▶ _Source text_:
^^^^^^^^^^^^^^^^

Cheers ....... Charles


----------



## Berkshire bred (Mar 4, 2012)

its a shame that you have to resort to shooting as i am a dog lover myself but if the problem is really that bad ( and it sounds like it is) then that is what you have to do especially if there are attacks occuring. but could you not use plastic ammo so as to give the dog the message but not to seriously injur it as i know the power and capability of slingshots.


----------



## pgandy (Aug 15, 2011)

I could use plastic. It would have to be shipped in and the shipping and custom fees are very high. The nut I used is readily available at the hardware store at 75 m up the mountain for 2¢ USD. I use them rather than balls because they don’t bounce nor roll nearly as badly as a steel ball in addition to the price. The last steel balls I had shipped in cost about 52¢ USD each to give an idea of shipping and custom rates here. Seeds would be probably a better alternative as this is what the Indians use in their blowpipes on birds. I don’t know how well they would hold up over the long run in my pocket. The nut is a regular carry with me as I use them for pest control in the garden shooting insects. I always have the Dankung and a few nuts in my pocket. I too am a dog lover and can remember only a few times in my life that I did not have at least one.


----------



## Yenny (Apr 2, 2012)

May I ask what kind of nuts you shoot? Since there's wing-nuts and such. Just not sure which specifically. I would think that shooting them wouldn't be so accurate but I'd like to try them.

Also pretty willing to try a seed, just not sure what I'd shoot that would be readily available here.


----------



## Charles (Aug 26, 2010)

biceryen said:


> May I ask what kind of nuts you shoot? Since there's wing-nuts and such. Just not sure which specifically. I would think that shooting them wouldn't be so accurate but I'd like to try them.
> 
> Also pretty willing to try a seed, just not sure what I'd shoot that would be readily available here.


Georgia is the peach state .... sooo, you might try shooting peach pits. Just be sure to use a largish pouch.

Cheers ..... Charles


----------



## Imperial (Feb 9, 2011)

just last week i caught a dog knocking trash containers over looking for food . i use paint balls to let him know not to go trash digging . after ive hit him a couple of times , whenever he comes near the trash can, he looks around and walks wide of the area, lol .


----------



## Scrambler84 (Dec 8, 2011)

A good shot on the butt always works they do remember. I have gotten some cats that do remember Good Shot good Story ...


----------



## pgandy (Aug 15, 2011)

biceryen said:


> May I ask what kind of nuts you shoot? Since there's wing-nuts and such. Just not sure which specifically. I would think that shooting them wouldn't be so accurate but I'd like to try them.

^^^^^^^^^^^^^^^^

▶ _Data_:
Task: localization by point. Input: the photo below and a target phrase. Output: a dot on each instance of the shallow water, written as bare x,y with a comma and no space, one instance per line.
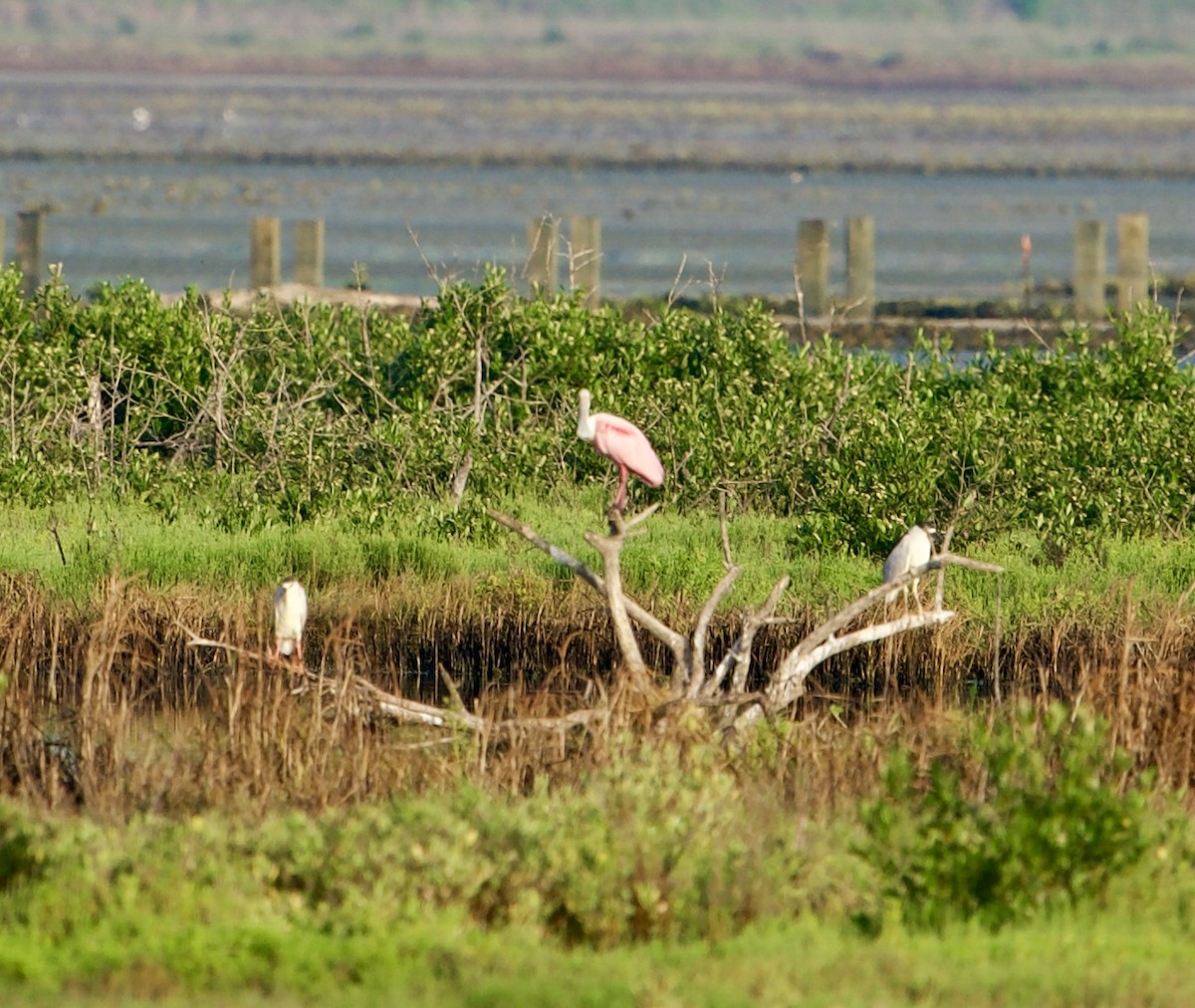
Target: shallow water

^^^^^^^^^^^^^^^^

▶ _Task set_:
1. Answer these from the slingshot forum thread:
(a) What does pgandy pay for the nut bought at the hardware store up the mountain?
(b) What does Charles suggest Yenny try shooting, since Georgia is the peach state?
(c) What does Imperial use on the dog that knocks trash containers over?
2. Write the next part of the slingshot forum thread, picking up after pgandy's quote of the question about which nuts to shoot.
The data has no connection to the slingshot forum thread.

▶ _The answers_:
1.
(a) 2¢ USD.
(b) Peach pits, with a largish pouch.
(c) Paint balls.

2.
> 
> Also pretty willing to try a seed, just not sure what I'd shoot that would be readily available here.


They're just common hex nuts that I buy in the hardware store at the corner. They run around 2-3¢ USD making them cheaper than importing steel shot and bounce less than steel balls and without the roll making recovery easier. I have an assortment of sizes, but being metric won't match your local supply. The weights are: 1.4, 3.1, 4.5, and 6.9 gm. I have the three larger sizes on my desk in front of me and they measure across the flats: .432", .492" .558". I used the 3.1 gm nut on the dog. This morning while doing my chores I came upon a leaf eating beetle that measured about 20x40 mm. I blew him in half with the 6.9 gm nut. The 3.1 gm nut will do a number of those beetles. As a plus in addition to the cheaper price, for me, the nuts give more impressive results than round balls, either better penetration or a more smashing impact, depending on the orientation at the time of impact.

Am not sure what seeds the Indians use in their blowpipes, but it is highly unlikely that you have the same there. You will have to look around for something that will work if you want to go that route. Just be aware that it is possible. Charles idea of peach seed should work and there are other things that can be used.


----------



## pgandy (Aug 15, 2011)

biceryen said:


> Also pretty willing to try a seed, just not sure what I'd shoot that would be readily available here.


Being satisfied with the projectiles that I am using I have had no reason to investigate other shot. I have only recently become aware that some Indians are using seed as shot in blowpipes, although I have long known about clay balls. I think everyone believes a dart is the projectile for a blowpipe. It is certainly the most common. I have taken up to pigeon size birds with my blowpipe using .44 cal steel balls.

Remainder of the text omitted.